• Problem to solve
Revise the records below, putting "localization module" wherever "detection module" occurs and keeping everything else the same.

(Records from a data collection)
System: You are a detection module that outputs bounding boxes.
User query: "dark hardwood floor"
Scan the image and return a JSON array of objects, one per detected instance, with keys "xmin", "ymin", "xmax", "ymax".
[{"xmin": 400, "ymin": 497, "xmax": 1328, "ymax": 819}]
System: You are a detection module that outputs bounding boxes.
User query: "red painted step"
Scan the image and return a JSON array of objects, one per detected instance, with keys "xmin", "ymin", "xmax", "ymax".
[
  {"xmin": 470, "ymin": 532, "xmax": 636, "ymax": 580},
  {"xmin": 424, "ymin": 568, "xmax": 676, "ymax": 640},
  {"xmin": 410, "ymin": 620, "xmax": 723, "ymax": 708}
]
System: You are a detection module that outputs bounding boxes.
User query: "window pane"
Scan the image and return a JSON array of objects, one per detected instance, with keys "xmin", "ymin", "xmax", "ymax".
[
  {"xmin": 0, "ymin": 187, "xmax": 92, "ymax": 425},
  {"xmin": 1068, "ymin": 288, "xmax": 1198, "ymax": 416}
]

• Answer below
System: You are a localization module that outputs bounding boxes.
User query: "dark hardwood floor"
Scan the image and return a JSON array of objects, one per detected instance, with keys "xmin", "ymin", "xmax", "ymax".
[{"xmin": 400, "ymin": 497, "xmax": 1328, "ymax": 819}]
System: You are a localization module that outputs bounding boxes.
User query: "red painted step"
Scan the image and return a JSON array of objects, one per detected instance, with keys "xmin", "ymin", "xmax", "ymax".
[
  {"xmin": 470, "ymin": 532, "xmax": 636, "ymax": 580},
  {"xmin": 424, "ymin": 568, "xmax": 676, "ymax": 640},
  {"xmin": 410, "ymin": 620, "xmax": 723, "ymax": 708}
]
System: You are a localization module that outputs bounding boxes.
User query: "window pane"
Scan the image and return a JSON array of objects, one per detected instance, with keys "xmin", "ymin", "xmax", "ymax".
[
  {"xmin": 0, "ymin": 187, "xmax": 92, "ymax": 425},
  {"xmin": 1068, "ymin": 288, "xmax": 1198, "ymax": 416}
]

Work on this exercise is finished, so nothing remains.